→ **Task**: Copy the lines below word for word, leaving out the pictures.

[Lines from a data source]
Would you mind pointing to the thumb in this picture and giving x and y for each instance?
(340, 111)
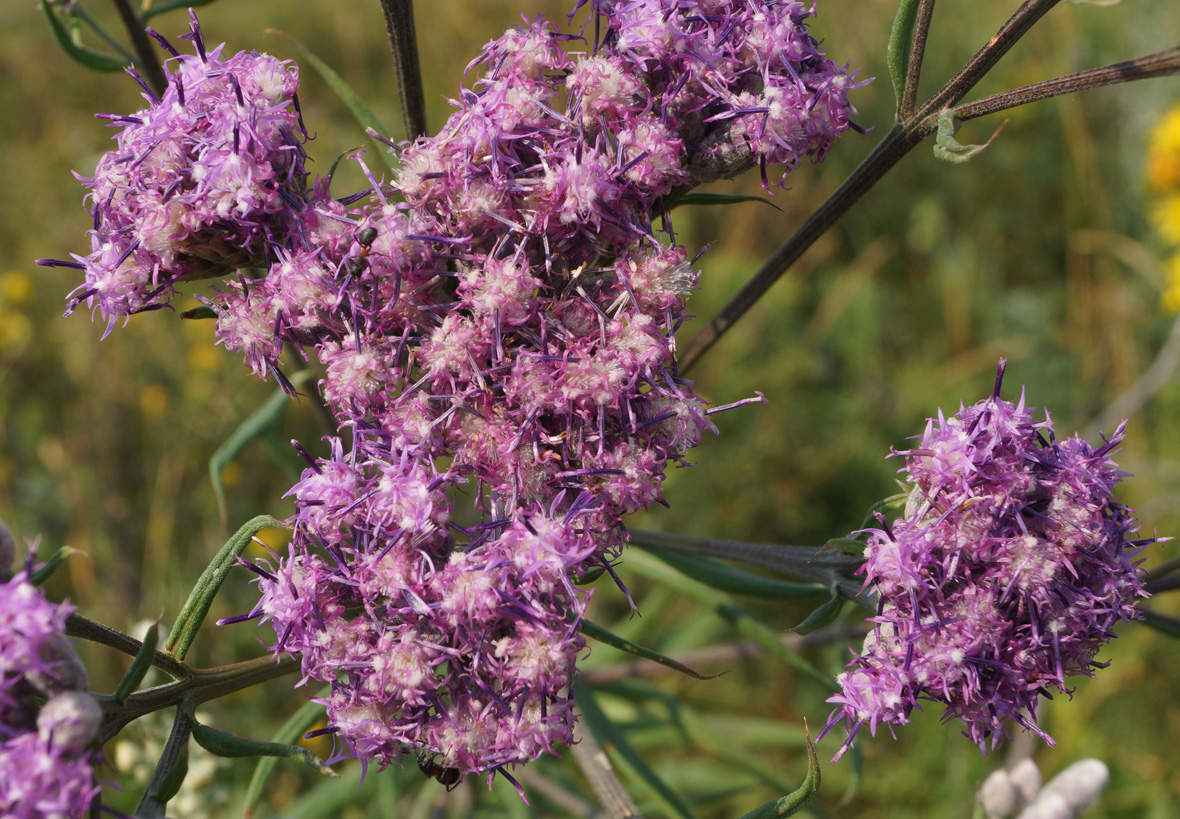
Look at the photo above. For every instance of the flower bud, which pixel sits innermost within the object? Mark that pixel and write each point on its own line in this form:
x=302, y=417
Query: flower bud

→ **Right answer**:
Would you mind pointing to the thumb in this picture and giving x and y for each instance?
(340, 111)
Look at the photo above. For every instance of the flower bud, which pixel sits innermost within the object? Mark that pixel and write each point on its own line in this form:
x=302, y=417
Query: flower bud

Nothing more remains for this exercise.